-- Trecho citado --

* * * *

O que interessa ao homem deste estádio é o Don
Juanesco jogo da sedução, da manipulação onde os meios justificam-se pelos
fins. O sujeito apropria-se do entorno e faz de sua existência uma
representação exclusivamente individual, não considera a instância de deveres
éticos ou das obrigações sociais, esgota-se na exterioridade representada. O
esteta vive na esfera das possibilidades e a expressão desse sujeito é sua rica,
variada e vasta mobilidade de sentimentos.
No “O Diário de um Sedutor” encontramos o
personagem Johannes, um ardiloso jovem que goza, acima de tudo, da
possibilidade da conquista mais que do próprio objeto da conquista. Ele faz da
inocente Cordélia sua vítima e a vê como uma “presa” a ser meticulosamente
arrebatada e ardilosamente descartada. Por se tratar de um personagem
extremamente inteligente e consciente, possuidor de uma visão de mundo, se coloca acima de tudo e de todos, uma das
facetas de sua personalidade é a ironia.
Porém, a insaciável e perpétua busca por novidades
conduz ao desespero. Na vida do homem do estágio estético, submerge
inevitavelmente a melancolia – que é fruto de uma personalidade que permanece
na imediatidade, absolutamente desprovida de uma reflexão ética.
O estádio estético deixa a pessoa em um beco sem
saída, condena-a ao desespero, pois o esteta, que tudo sacrifica à busca do
prazer imediato, vive de fato na dor, ou melhor, o esteta perdeu “aquilo que o
homem possui de mais profundo e mais sagrado, o poder unificador da
personalidade.”

* * * *

-- Dados coletados --
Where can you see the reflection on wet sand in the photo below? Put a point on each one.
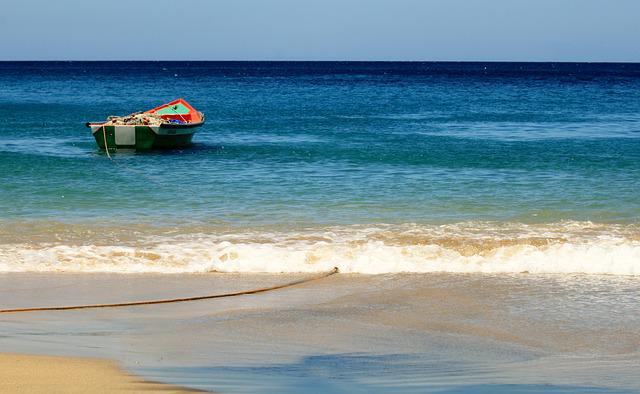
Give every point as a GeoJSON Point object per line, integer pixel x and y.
{"type": "Point", "coordinates": [349, 333]}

* * * *

-- O que se pede --
Dê continuidade ao texto sobre o estádio estético, começando logo após a sua última frase.

-- Resposta ao exercício --
O “dandy”, e sabe-se que Kierkegaard experimentou esse jogo, é o homem dos extremos, que esconde o seu mal-estar vital sob uma aparência estudada, uma compostura vazia. Trata-se de um homem insensível, desorientado, que esconde o desespero numa fuga incessante, uma negação assassina. O esteta que tudo sacrifica à busca do prazer imediato, vive de fato na dor. Querendo viver no instante, no sentido puramente empírico do termo, apoderando-se das presas que cada ocasião lhe pode proporcionar, é preso pela fugacidade que nega a captura, condenado “ipso facto” a se lembrar de novo de si.
(...)
Deste modo, o
sentimento do insensato se acha ligado a um tempo morto, a um tempo incapaz de gerar futuro e o progresso
pessoal, daí o sentimento de dês-realização: “ Tu és como um moribundo, morres
todos os dias, não no sentido ordinário da palavra, mas a vida para ti perdeu a
realidade” (OCIV, p177)
(...)
A angústia é o estado
que fere o homem que pretende permanecer no estádio estético da existência. (Farago France. Compreender Kierkegaard).
IV- Estádio Ético
No estádio ético que é alcançado a partir de um
salto, o homem busca se auto afirmar como sujeito, caminha para a realização
dos deveres expressos por seus julgamentos de conduta ético-moral. Caracteriza-se pelo espírito de seriedade.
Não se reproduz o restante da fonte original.